══ Material to process ══
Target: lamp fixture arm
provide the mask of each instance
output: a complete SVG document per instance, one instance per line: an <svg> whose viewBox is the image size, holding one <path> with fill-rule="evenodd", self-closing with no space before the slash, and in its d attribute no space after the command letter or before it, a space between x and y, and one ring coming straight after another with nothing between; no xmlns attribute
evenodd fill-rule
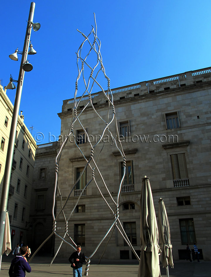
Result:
═══
══ Material to process ══
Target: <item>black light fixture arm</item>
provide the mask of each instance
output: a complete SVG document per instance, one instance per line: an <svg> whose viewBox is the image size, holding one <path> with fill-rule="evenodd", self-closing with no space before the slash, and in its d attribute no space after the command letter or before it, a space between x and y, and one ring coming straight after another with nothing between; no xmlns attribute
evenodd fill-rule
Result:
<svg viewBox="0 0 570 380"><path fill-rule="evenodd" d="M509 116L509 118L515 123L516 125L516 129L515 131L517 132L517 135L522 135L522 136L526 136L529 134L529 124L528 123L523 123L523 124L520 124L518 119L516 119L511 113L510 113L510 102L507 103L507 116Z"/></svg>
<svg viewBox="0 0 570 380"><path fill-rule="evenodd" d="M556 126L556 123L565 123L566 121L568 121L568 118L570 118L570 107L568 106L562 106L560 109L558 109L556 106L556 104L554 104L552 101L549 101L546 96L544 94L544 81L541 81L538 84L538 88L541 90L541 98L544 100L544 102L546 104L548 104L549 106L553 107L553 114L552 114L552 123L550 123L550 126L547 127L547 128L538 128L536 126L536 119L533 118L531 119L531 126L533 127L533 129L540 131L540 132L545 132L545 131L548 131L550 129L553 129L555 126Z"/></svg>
═══
══ Material to process ══
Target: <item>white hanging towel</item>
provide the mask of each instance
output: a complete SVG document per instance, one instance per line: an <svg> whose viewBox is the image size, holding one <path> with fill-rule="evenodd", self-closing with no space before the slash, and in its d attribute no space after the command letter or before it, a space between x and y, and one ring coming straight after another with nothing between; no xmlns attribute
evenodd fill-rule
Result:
═══
▶ [Exercise prompt]
Show every line of the data above that contains the string "Target".

▶ [Exercise output]
Target: lamp fixture arm
Target: <item>black light fixture arm</item>
Target: <item>white hanging towel</item>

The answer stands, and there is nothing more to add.